═══ DATASET EXTRACT ═══
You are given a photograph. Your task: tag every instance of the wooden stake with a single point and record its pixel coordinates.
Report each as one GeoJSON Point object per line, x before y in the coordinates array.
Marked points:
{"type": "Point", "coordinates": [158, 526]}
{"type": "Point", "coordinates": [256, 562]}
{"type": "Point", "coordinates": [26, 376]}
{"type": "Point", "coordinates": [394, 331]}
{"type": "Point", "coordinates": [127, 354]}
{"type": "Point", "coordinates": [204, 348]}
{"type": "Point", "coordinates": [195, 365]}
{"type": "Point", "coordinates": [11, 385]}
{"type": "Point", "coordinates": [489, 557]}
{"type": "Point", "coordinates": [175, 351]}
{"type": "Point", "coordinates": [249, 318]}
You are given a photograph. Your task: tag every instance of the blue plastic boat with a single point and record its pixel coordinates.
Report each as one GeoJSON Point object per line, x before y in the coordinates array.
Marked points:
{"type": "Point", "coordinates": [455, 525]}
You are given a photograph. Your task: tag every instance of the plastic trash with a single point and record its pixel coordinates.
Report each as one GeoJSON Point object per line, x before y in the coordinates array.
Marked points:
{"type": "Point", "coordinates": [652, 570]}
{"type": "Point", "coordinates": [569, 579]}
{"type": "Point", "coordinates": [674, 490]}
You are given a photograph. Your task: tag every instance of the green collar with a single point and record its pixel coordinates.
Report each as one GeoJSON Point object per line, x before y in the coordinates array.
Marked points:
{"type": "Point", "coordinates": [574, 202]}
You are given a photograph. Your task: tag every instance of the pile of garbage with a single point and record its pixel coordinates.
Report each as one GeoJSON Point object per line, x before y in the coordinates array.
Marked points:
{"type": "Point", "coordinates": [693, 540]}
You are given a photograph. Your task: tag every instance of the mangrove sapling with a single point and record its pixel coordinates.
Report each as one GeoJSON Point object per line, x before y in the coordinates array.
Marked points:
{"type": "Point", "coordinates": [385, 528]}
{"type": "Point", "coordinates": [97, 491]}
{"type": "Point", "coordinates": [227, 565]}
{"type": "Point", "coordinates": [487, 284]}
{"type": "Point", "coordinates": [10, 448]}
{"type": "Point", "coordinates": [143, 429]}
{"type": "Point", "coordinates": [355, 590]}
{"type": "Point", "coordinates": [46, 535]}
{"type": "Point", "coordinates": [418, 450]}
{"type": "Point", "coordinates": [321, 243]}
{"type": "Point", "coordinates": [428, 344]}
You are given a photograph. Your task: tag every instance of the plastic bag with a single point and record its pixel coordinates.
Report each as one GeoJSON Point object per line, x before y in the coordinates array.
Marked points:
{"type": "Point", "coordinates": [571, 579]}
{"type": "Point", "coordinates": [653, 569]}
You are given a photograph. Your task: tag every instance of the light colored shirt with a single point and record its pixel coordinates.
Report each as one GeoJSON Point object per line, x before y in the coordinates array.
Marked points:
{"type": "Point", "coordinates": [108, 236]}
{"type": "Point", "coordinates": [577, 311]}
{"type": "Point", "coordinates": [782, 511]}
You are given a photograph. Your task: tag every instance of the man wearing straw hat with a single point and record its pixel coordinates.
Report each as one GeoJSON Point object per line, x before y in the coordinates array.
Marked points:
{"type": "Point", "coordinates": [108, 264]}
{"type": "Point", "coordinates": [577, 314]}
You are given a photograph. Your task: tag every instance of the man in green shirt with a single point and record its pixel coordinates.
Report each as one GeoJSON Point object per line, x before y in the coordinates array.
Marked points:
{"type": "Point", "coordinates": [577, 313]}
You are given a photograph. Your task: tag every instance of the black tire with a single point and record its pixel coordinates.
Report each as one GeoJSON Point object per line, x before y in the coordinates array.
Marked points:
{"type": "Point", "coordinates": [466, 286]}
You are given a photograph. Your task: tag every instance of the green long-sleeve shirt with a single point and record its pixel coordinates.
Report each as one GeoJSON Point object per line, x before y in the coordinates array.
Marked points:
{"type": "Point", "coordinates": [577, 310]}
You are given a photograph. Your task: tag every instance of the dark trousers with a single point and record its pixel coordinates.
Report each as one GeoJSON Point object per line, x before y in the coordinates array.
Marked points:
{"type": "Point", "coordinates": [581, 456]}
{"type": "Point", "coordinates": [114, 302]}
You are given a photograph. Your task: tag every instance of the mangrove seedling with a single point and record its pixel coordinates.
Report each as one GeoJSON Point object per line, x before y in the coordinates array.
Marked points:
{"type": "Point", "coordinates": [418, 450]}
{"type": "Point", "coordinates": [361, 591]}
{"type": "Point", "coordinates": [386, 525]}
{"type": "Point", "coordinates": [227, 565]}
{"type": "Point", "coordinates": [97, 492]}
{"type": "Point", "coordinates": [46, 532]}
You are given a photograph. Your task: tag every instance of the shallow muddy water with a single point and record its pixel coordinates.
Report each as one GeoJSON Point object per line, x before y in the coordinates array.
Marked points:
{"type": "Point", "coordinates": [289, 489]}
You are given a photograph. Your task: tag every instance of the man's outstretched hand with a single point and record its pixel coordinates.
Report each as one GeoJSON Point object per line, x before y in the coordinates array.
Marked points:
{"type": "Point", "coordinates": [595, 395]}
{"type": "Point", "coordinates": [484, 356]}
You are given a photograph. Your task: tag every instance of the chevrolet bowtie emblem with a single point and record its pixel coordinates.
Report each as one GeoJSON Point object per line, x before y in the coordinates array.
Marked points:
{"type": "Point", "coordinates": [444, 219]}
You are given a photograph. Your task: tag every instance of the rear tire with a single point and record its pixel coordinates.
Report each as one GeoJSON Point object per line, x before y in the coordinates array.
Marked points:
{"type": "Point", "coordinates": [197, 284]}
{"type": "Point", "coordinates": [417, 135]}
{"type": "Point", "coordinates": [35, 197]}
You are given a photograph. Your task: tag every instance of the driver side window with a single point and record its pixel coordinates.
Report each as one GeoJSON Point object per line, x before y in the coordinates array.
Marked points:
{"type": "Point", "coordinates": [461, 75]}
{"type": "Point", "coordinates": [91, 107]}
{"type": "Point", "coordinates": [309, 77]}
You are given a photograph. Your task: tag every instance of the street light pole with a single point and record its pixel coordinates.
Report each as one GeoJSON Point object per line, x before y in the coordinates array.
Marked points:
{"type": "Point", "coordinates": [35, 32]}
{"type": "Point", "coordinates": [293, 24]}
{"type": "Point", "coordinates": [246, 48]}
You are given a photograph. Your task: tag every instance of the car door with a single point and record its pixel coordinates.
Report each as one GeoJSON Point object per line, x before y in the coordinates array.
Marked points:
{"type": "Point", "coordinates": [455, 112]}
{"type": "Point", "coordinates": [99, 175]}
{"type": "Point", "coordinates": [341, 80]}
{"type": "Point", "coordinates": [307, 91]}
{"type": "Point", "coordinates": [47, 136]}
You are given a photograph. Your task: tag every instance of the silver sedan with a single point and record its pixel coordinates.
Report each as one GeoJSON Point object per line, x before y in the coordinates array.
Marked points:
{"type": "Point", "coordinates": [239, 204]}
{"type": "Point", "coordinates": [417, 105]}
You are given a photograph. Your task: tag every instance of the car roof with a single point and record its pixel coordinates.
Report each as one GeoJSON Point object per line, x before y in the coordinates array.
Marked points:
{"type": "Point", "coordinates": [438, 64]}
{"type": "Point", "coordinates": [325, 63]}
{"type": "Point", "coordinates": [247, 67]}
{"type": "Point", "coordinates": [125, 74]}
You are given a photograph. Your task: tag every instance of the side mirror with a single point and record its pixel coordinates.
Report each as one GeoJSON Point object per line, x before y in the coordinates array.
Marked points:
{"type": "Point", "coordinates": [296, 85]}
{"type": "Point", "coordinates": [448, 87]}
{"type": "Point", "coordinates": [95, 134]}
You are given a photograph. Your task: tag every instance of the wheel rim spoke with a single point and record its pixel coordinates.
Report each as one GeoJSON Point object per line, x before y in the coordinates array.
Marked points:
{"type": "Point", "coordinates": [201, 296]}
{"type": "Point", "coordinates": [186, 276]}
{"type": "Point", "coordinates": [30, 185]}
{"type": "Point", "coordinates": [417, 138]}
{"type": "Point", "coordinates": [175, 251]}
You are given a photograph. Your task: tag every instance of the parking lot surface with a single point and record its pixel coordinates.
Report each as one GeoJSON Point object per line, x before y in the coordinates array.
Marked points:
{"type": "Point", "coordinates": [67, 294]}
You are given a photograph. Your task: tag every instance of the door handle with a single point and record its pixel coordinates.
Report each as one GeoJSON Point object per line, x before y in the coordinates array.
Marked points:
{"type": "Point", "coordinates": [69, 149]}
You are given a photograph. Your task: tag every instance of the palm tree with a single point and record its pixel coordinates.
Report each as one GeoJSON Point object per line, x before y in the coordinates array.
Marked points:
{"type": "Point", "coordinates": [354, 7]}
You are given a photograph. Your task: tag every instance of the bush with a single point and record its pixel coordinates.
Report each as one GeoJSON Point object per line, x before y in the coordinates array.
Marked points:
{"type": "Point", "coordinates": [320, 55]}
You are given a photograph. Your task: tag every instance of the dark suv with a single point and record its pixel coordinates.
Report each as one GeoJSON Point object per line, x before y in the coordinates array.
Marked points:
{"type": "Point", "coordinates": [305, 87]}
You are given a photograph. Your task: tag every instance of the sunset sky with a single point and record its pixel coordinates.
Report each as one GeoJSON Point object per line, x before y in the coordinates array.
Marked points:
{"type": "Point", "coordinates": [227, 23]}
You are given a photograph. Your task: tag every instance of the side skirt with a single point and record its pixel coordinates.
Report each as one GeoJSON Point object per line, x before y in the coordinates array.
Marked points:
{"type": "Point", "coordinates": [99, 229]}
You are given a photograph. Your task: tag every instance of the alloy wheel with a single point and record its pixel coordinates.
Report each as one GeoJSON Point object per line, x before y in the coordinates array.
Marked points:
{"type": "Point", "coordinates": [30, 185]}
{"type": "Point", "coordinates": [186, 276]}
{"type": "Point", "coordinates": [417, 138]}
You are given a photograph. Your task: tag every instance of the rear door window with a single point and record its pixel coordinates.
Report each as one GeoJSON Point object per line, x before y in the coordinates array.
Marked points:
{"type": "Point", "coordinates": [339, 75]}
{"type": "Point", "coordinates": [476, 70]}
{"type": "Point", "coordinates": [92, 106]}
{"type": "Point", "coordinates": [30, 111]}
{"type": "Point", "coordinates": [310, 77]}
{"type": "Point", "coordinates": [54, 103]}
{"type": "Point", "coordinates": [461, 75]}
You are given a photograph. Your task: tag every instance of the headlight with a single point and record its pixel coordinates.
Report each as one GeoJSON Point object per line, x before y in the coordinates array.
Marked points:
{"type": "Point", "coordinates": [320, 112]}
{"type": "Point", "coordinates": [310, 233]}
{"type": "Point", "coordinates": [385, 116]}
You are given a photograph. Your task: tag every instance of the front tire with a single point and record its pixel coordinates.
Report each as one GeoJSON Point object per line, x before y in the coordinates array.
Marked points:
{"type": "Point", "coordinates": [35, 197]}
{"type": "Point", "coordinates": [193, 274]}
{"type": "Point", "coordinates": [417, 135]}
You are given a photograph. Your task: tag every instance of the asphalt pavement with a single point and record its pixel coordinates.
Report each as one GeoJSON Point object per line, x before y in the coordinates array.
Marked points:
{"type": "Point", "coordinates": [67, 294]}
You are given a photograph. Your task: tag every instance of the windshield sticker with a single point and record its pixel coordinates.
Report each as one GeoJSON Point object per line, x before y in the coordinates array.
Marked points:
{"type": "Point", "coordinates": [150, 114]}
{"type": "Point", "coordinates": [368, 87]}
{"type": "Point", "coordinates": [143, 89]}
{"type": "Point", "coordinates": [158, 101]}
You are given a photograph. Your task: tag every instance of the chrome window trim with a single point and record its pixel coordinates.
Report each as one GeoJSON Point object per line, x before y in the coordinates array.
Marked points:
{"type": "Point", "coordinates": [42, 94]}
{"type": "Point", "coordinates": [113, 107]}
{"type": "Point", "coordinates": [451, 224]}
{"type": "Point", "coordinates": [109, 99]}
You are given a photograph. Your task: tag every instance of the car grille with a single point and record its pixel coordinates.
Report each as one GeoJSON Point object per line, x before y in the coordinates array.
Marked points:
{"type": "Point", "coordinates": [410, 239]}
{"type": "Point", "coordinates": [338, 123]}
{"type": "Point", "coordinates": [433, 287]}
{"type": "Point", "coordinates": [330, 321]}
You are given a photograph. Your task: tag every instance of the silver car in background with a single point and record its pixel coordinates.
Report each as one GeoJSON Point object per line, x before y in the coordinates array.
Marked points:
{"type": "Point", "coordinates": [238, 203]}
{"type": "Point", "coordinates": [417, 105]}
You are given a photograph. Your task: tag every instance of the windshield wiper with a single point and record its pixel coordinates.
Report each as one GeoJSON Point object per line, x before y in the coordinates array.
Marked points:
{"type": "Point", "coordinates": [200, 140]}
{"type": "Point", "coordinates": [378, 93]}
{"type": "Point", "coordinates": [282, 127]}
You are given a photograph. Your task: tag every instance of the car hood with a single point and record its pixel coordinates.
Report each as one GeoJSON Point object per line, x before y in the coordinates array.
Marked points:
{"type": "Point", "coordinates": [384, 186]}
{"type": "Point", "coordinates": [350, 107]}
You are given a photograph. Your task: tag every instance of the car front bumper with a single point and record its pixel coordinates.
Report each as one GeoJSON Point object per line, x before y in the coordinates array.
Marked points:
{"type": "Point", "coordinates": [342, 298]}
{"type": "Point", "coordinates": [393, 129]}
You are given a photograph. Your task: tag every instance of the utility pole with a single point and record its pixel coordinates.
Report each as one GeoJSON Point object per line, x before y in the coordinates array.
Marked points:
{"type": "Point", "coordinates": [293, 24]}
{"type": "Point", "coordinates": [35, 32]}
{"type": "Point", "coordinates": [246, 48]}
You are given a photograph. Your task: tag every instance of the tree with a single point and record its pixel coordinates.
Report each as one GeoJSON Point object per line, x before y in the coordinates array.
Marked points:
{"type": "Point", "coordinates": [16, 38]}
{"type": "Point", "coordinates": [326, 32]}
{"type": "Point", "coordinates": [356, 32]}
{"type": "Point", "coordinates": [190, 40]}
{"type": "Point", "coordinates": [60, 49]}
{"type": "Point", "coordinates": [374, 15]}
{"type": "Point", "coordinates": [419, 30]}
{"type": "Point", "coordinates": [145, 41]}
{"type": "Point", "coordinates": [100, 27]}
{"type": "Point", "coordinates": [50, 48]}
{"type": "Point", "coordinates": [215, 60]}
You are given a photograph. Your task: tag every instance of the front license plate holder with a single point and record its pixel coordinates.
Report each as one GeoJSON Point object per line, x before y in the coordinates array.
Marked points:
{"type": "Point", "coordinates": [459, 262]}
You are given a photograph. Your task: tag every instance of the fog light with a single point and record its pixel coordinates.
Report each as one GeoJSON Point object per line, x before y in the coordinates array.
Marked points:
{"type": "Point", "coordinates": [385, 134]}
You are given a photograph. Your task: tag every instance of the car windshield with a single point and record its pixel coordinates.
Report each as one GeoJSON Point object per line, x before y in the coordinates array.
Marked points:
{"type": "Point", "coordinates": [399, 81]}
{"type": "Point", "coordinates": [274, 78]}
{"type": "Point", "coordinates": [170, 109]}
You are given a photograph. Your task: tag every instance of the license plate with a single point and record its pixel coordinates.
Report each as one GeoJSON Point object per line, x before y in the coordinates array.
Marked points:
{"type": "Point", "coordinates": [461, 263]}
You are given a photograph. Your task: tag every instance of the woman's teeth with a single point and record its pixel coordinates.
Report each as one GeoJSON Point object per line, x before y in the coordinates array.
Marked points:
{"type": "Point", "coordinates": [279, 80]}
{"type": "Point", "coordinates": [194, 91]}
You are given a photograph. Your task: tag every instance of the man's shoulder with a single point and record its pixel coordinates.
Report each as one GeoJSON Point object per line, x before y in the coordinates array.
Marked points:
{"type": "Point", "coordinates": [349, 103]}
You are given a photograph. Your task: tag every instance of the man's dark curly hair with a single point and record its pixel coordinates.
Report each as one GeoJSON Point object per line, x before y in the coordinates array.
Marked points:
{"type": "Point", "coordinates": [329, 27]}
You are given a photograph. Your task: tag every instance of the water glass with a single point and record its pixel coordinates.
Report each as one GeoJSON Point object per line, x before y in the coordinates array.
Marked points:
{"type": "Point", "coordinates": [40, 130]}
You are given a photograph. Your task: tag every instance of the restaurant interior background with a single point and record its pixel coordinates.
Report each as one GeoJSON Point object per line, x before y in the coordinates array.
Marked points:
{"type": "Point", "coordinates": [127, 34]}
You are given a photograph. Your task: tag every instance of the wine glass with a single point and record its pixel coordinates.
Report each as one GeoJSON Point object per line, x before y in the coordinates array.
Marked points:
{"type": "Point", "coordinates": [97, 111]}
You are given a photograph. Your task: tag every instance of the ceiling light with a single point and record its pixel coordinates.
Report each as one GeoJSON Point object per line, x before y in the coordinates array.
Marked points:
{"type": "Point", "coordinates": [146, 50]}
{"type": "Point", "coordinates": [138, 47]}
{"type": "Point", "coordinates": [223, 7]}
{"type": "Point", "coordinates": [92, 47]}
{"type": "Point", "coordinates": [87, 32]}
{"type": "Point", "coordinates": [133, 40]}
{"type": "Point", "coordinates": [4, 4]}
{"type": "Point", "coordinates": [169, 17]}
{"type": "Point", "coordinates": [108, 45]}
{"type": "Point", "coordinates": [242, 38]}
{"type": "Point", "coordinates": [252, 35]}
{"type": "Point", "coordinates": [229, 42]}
═══
● **THE PROBLEM**: Starting with the line that contains "of the water", output every line through the end of the listing above, unchanged.

● **TASK RESULT**:
You are given a photograph. Your task: tag every instance of the water glass with a single point and record its pixel coordinates.
Report each as one GeoJSON Point object per line, x before y in the coordinates array.
Marked points:
{"type": "Point", "coordinates": [40, 130]}
You are given a photograph. Your task: tag every instance of the restaurant interior background with a single point and record its pixel coordinates.
Report each as one GeoJSON Point object per line, x before y in the coordinates array.
Marked points:
{"type": "Point", "coordinates": [127, 34]}
You are given a photograph. Your task: tag every instance of the wine glass with a single point and record its pixel coordinates.
Report each as one GeoJSON Point object per line, x before y in the coordinates array.
Marked points:
{"type": "Point", "coordinates": [97, 111]}
You are given a photograph. Your task: tag every instance of the ceiling light with a single point and record its pixel coordinates.
Report each as one GeoJSON Point object per line, x before y in the coordinates array.
Marked points:
{"type": "Point", "coordinates": [146, 50]}
{"type": "Point", "coordinates": [138, 47]}
{"type": "Point", "coordinates": [223, 7]}
{"type": "Point", "coordinates": [92, 47]}
{"type": "Point", "coordinates": [87, 32]}
{"type": "Point", "coordinates": [133, 40]}
{"type": "Point", "coordinates": [4, 4]}
{"type": "Point", "coordinates": [169, 17]}
{"type": "Point", "coordinates": [108, 45]}
{"type": "Point", "coordinates": [242, 38]}
{"type": "Point", "coordinates": [252, 35]}
{"type": "Point", "coordinates": [229, 42]}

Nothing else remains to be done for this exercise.